GIVEN PROBLEM
Copy every line of the data below word for word, leaving nothing out and changing nothing.

DATA ENTRIES
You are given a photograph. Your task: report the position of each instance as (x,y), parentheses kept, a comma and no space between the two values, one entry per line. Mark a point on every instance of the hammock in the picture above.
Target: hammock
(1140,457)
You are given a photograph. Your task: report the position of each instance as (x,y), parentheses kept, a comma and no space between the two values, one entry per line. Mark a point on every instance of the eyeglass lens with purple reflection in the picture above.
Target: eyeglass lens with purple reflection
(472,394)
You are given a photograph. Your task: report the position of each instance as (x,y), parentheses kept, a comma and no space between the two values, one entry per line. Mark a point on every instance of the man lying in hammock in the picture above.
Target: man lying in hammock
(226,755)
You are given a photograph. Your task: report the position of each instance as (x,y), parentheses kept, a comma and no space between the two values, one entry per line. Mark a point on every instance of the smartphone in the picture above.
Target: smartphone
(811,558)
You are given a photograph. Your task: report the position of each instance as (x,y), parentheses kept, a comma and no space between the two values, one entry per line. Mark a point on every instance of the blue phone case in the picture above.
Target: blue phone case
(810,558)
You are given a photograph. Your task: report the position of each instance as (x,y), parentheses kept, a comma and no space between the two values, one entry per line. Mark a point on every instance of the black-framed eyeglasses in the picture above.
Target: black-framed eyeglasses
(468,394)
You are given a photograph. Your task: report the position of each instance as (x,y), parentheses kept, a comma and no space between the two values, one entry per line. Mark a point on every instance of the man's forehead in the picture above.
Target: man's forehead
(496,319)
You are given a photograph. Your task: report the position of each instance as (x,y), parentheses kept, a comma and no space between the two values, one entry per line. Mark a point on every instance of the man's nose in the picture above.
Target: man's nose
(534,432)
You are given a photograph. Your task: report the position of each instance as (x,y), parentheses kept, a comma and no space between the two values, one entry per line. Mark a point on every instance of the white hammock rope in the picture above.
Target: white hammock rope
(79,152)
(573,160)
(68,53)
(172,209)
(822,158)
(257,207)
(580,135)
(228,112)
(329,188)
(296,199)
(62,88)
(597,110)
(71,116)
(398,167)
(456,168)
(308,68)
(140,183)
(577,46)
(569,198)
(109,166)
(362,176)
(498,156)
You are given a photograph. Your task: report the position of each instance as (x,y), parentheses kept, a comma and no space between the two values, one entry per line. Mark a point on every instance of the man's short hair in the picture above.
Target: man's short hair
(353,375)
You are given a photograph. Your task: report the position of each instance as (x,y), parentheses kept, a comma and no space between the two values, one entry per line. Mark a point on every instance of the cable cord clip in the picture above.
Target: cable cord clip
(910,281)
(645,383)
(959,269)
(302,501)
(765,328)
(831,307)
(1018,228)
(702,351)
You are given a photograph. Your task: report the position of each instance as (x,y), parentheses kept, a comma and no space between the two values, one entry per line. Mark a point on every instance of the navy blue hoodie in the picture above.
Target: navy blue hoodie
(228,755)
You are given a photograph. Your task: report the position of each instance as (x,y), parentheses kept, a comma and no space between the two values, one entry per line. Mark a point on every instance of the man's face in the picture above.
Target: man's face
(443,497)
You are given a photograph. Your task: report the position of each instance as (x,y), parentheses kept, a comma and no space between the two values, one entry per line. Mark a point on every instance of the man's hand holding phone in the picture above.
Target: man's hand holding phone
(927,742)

SOLVED EXERCISE
You are given a photograph. Your task: report the position of each instance as (x,y), parentheses kept, a comma and no space between the two values, one entry per line. Mark a point on every instance of the hammock in the picture above.
Target: hammock
(1140,457)
You are given a photograph. Your task: report the position of each instance as (x,y), parentheses kept, a comma and no space between the two values, one entry per line. Mark a point on every instance of the eyeglass lens with purple reflection in the picture above.
Target: eyeglass lens with purple reflection
(472,394)
You are given a photograph. Your task: report the position of each instance as (x,y), parentheses kept, a comma and no space between the two values, one entry per line. Mark a point on every instance of the man lying in hammock in the picture above.
Target: man lying in hammock
(226,755)
You are given a photograph. Your task: report the position of each instance as (x,y), parentheses kept, a comma and no space between the two values, one entry per line. Mark a point on every instance of the smartphone in the picture above.
Target: smartphone
(811,558)
You are given a photograph. Your task: report the position of each instance as (x,y), parentheses kept, a comma and no space between the two values, one entry per line. Mark a point on every instance of the blue phone case in the picture above.
Target: blue phone case
(810,558)
You are given a photograph. Your task: report the position of each instance as (x,y), parentheses kept, a comma and no space between the two values, one entry per line. Mark a point on every instance of the black-framed eyeglasses in the picture above.
Target: black-framed eyeglasses
(468,394)
You are given a photograph. Your task: report the position of each instance as (x,y), parentheses kept, a comma and no space between the two values, one entry per line. Mark a point on every instance of the man's forehead in the picture above.
Target: man's forehead
(496,319)
You are given a photograph. Your task: report the position of each instance as (x,y), parentheses kept, a comma and no space between the two values, one entry per line. Mark a point on every instance of the man's nose in the picture above.
Target: man's nose
(534,432)
You are given a photograph. Your task: report the position of each instance as (x,y), parentheses kept, a comma and no space between the two values, one entry per line. Mark a point on every instance of the white hammock rope in the picture above.
Target: white hammock rope
(79,152)
(573,160)
(68,53)
(172,209)
(822,158)
(257,207)
(580,135)
(228,112)
(329,188)
(296,199)
(62,88)
(597,110)
(71,116)
(398,167)
(456,168)
(308,68)
(140,183)
(577,46)
(569,198)
(109,166)
(362,176)
(498,156)
You are given a photograph. Your task: report the position of each instance as (x,y), parentheses kept, a comma and no space between the two values, one entry per line. Mark a point on every instance of the man's short hair in the picture above.
Target: man's short hair
(353,375)
You are given a photograph. Your task: report the position of each instance as (x,y), parentheses kept, a comma and no space between the two values, one entry per line. Mark a point on every instance of the cable cord clip in the picture above.
Target: cable cord clip
(910,281)
(645,383)
(959,269)
(302,501)
(765,328)
(831,307)
(1018,228)
(702,351)
You are given a photograph. Your task: report the position of each instance as (x,y), parentheses kept, a comma and no space between the two values, one entry per line. Mark a point on every instance of the navy blue hoodie in the picture above.
Target: navy blue hoodie
(228,755)
You are given a photograph. Your task: report the position of each instance as (x,y), parentheses kept, a comma and no space between the two values, one entry per line. Mark a point on every instance of the man's face in the picture above.
Target: man's face
(443,497)
You are given a photograph. Your task: report the position of each instance as (x,y), parentheses kept, a comma and no space between the two values, one entry per line. Mark a point on every instance of the man's hand holding phone in the picture above.
Target: man's hand holding phone
(927,742)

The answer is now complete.